| What you will do |
- a) Echo the passage on Senator Conkling word for word, starting at "Immediately after Garfield's" and ending at "their home states.".
- b) In the passage on Senator Conkling, condense the paragraph beginning "In preparation for the 1880 presidential election" into a bulleted list that keeps its main facts.

### Selected text ###

President Hayes decided upon the removal of Chester A. Arthur, the Collector, General George H. Sharpe, the Surveyor, and A.B. Cornell, the Naval Officer of the Port, and in October 1877, sent nominations of their successors to the Senate. Senator Conkling defended the displaced officials, and, through his influence in the Senate, secured the rejection of the new nominations. He succeeded in blocking all the efforts of President Hayes and Secretary Sherman until January 1879, when, a new lot of nominations having been made, they were confirmed in spite of Conkling's continued opposition.

An 1880 political cartoon shows Conkling working at a "Presidential puzzle" of heads of possible candidates.

In preparation for the 1880 presidential election, Senator Conkling became the leader of the movement for the nomination of General Grant for a third term in the Presidency. He had a strong regard for Grant, and was hostile to the other two leading Republican candidates, Sherman, with whom he had come into conflict during Hayes's administration, and James G. Blaine, whose bitter political and personal enemy he had been for 24 years. The convention, after 33 generally consistent, inconclusive ballots, by a combination of the Blaine and Sherman interests, nominated James A. Garfield on the 36th ballot. Conkling and the other faithful Grant Stalwarts were allowed to name the candidate for vice presidency, Chester A. Arthur.

Immediately after Garfield's inauguration, Conkling presented to the President a list of men whom he desired to have appointed to the federal offices in New York. Garfield's nomination and successful Senate confirmation of Blaine as Secretary of State, and of William Windom as Secretary of the Treasury, instead of Levi P. Morton, whose appointment Conkling had urged, angered Conkling and made him unwilling to agree to any compromise with Garfield on the New York appointments. Without consulting Conkling, the President nominated for Collector of the Port of New York William H. Robertson, the leader of the opposing Half-Breed faction. Robertson's nomination was confirmed by the Senate, in spite of the opposition of Conkling, who claimed the right of Senators to control federal patronage in their home states.

### Material ###

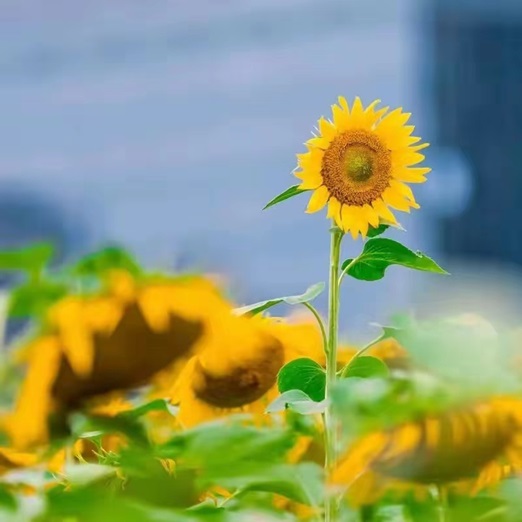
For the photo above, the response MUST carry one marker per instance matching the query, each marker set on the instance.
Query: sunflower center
(356, 167)
(247, 382)
(358, 163)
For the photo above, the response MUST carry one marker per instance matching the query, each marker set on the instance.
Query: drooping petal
(347, 217)
(395, 199)
(383, 211)
(326, 129)
(341, 117)
(344, 104)
(404, 189)
(312, 179)
(414, 175)
(371, 216)
(334, 210)
(318, 200)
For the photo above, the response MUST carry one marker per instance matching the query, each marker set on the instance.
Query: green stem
(321, 324)
(330, 427)
(441, 499)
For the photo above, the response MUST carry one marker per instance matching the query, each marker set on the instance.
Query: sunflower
(471, 447)
(360, 164)
(122, 339)
(237, 372)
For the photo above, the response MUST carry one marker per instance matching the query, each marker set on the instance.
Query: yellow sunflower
(116, 341)
(360, 164)
(470, 448)
(237, 372)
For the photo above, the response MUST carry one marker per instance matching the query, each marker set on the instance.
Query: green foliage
(380, 253)
(31, 260)
(287, 194)
(377, 231)
(303, 374)
(311, 293)
(105, 260)
(34, 298)
(470, 354)
(365, 366)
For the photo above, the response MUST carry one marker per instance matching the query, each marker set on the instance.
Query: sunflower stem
(442, 503)
(321, 324)
(330, 425)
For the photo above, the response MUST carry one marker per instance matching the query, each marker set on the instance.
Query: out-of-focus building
(168, 125)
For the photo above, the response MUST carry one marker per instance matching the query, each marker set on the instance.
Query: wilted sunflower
(116, 341)
(238, 371)
(359, 164)
(474, 446)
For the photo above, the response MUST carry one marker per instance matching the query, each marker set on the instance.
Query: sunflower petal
(404, 189)
(371, 216)
(334, 210)
(395, 199)
(343, 104)
(383, 211)
(347, 217)
(341, 118)
(311, 179)
(318, 200)
(326, 129)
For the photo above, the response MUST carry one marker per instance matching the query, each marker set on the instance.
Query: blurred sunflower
(237, 372)
(472, 448)
(359, 165)
(119, 340)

###

| Exercise responses |
- a)
Immediately after Garfield's inauguration, Conkling presented to the President a list of men whom he desired to have appointed to the federal offices in New York. Garfield's nomination and successful Senate confirmation of Blaine as Secretary of State, and of William Windom as Secretary of the Treasury, instead of Levi P. Morton, whose appointment Conkling had urged, angered Conkling and made him unwilling to agree to any compromise with Garfield on the New York appointments. Without consulting Conkling, the President nominated for Collector of the Port of New York William H. Robertson, the leader of the opposing Half-Breed faction. Robertson's nomination was confirmed by the Senate, in spite of the opposition of Conkling, who claimed the right of Senators to control federal patronage in their home states.

- b)
- Ahead of the 1880 presidential election, Senator Conkling led the movement to nominate General Grant for a third term.
- Conkling held Grant in strong regard and opposed the other two leading Republican candidates: Sherman, with whom he had clashed during Hayes's administration, and James G. Blaine, his bitter political and personal enemy for 24 years.
- After 33 inconclusive ballots, the Blaine and Sherman interests combined to nominate James A. Garfield on the 36th ballot.
- Conkling and the other Grant Stalwarts were allowed to name the vice-presidential candidate, Chester A. Arthur.